> **Entries drawn from a collection**:
——————————
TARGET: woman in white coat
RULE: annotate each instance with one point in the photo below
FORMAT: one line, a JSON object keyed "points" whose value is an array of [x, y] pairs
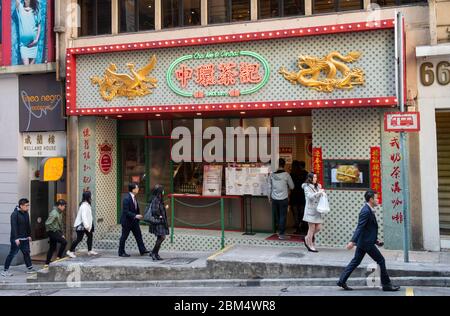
{"points": [[313, 192], [83, 225]]}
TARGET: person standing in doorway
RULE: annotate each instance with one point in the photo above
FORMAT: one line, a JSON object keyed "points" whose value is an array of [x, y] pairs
{"points": [[54, 227], [130, 221], [158, 226], [20, 237], [84, 225], [297, 199], [365, 239], [313, 191], [280, 182]]}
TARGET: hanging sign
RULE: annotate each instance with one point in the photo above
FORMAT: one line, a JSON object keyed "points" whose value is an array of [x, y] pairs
{"points": [[402, 122], [105, 161]]}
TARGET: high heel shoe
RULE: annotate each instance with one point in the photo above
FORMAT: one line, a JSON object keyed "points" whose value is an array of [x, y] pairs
{"points": [[309, 249]]}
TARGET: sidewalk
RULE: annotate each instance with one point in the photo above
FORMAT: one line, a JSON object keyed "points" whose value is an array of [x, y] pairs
{"points": [[237, 265]]}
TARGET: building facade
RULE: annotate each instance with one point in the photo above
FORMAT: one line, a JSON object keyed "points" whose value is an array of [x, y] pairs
{"points": [[236, 63], [31, 116], [433, 61]]}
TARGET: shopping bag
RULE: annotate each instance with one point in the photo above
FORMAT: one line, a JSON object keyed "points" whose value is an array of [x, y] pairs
{"points": [[323, 206]]}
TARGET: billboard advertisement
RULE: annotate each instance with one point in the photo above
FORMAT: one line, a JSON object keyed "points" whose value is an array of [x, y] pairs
{"points": [[27, 32]]}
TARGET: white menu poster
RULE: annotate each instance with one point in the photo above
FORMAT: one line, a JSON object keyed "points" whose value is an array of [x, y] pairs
{"points": [[247, 180], [212, 180]]}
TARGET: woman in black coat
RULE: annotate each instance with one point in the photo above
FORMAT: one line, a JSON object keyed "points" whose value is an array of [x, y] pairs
{"points": [[158, 226]]}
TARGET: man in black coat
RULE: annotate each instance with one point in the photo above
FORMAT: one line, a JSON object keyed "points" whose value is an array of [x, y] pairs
{"points": [[365, 239], [130, 221], [20, 237]]}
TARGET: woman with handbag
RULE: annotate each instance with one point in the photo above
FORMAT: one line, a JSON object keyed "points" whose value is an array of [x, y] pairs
{"points": [[83, 225], [158, 220], [313, 193]]}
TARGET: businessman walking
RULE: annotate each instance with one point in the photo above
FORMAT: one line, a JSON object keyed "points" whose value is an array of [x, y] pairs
{"points": [[130, 221], [365, 239]]}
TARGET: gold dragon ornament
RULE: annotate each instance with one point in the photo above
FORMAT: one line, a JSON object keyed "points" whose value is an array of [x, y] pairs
{"points": [[311, 67], [115, 84]]}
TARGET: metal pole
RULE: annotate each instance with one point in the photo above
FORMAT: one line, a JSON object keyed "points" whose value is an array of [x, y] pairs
{"points": [[403, 152], [172, 203], [222, 223]]}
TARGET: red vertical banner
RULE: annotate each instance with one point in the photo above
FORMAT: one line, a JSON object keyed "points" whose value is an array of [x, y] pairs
{"points": [[50, 34], [375, 171], [318, 164]]}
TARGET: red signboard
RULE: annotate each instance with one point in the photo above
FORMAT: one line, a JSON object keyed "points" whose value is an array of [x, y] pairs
{"points": [[318, 163], [375, 171], [402, 122], [105, 160]]}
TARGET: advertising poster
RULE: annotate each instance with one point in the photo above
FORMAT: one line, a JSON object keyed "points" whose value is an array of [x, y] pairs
{"points": [[247, 180], [28, 32], [212, 180], [40, 103], [347, 174]]}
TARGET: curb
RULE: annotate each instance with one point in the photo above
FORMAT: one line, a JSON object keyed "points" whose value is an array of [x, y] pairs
{"points": [[362, 282]]}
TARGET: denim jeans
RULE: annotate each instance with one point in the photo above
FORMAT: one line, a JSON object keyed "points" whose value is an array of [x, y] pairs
{"points": [[279, 210], [24, 246]]}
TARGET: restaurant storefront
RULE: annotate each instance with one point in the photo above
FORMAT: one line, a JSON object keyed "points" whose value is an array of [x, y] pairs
{"points": [[326, 88]]}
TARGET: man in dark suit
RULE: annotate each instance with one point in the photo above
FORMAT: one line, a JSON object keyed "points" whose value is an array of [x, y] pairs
{"points": [[130, 221], [365, 239]]}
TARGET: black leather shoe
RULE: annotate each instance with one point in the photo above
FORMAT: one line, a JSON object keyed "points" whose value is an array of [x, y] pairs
{"points": [[344, 286], [391, 288], [309, 249]]}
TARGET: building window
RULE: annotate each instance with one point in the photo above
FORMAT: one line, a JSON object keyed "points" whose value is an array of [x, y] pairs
{"points": [[386, 3], [279, 8], [136, 15], [178, 13], [225, 11], [95, 17], [326, 6]]}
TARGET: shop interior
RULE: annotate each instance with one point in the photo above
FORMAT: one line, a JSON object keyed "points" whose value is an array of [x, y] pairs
{"points": [[145, 158]]}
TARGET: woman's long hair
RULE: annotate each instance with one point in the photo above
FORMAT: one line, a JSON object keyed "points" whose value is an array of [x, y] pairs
{"points": [[310, 178], [87, 197], [295, 169], [34, 4]]}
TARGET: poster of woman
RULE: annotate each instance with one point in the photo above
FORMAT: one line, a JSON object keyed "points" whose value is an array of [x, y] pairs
{"points": [[28, 31]]}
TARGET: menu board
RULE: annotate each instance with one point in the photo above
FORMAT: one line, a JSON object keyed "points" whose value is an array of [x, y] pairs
{"points": [[243, 180], [212, 180]]}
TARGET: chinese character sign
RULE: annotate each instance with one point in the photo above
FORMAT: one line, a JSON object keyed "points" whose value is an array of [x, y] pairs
{"points": [[87, 155], [375, 171], [318, 164], [394, 175], [221, 73]]}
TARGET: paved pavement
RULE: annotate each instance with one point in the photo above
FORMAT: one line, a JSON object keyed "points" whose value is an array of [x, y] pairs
{"points": [[231, 291]]}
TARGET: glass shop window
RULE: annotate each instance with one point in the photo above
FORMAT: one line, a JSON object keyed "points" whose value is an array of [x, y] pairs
{"points": [[226, 11], [179, 13], [280, 8], [136, 15], [387, 3], [95, 17]]}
——————————
> **Exercise aim**: Could you write out again every line of the entries between the line holding "TARGET: building window" and the end of the entries, inclusive, with the requests kept as they are and every coordinate in the answers shifted by -6?

> **The completed task**:
TARGET: building window
RULE: annotate each instance with one point in the photo above
FORMAT: one line, a JSON object keyed "points" whose value is an array of [x, y] pairs
{"points": [[380, -3], [273, 2], [130, 9], [172, 7], [219, 5], [89, 11], [320, 0]]}
TARGET: shop interior
RULE: annotate each instance with one point in the photo above
FORMAT: one line, a JSON object keyed "points" whose value is an array of [x, y] pairs
{"points": [[139, 152]]}
TARGET: woman's long hair
RULE: annotate each instance with one point in the photo above
FORMAT: one line, a JSON object keyed "points" whose value is an array of [x, y] pairs
{"points": [[304, 172], [81, 191], [289, 163], [28, -2]]}
TARGET: poster of woman
RULE: annotate each instance with one point in the photo above
FORMAT: one line, a JSON object keyed "points" whose value is an array of [x, y] pairs
{"points": [[22, 25]]}
TARGET: menu board
RULE: annotate each instance with one point in the photo above
FORMAT: one line, a JSON object keyed "points" whose value is an array of [x, y] pairs
{"points": [[237, 174], [206, 174]]}
TARGET: chinese character sign
RULE: annotate each instance with one point in the photo above
FORMAT: one line, a JSON object keyed "points" whose value is an array of [x, y] pairs
{"points": [[81, 149], [369, 165], [312, 158], [388, 169], [215, 67]]}
TARGET: paved pavement
RULE: annotate each instance with one point in the photo above
FORMAT: one line, a JSON object keyed "points" whose value is an array of [x, y] pairs
{"points": [[225, 285]]}
TARGET: glass shop window
RULE: annotate each instance with one point in the photo above
FORMAT: one line, a JSON object keyed "points" whose value is an array of [x, y] pairs
{"points": [[220, 5], [173, 7], [274, 2], [130, 9], [381, -3], [89, 11]]}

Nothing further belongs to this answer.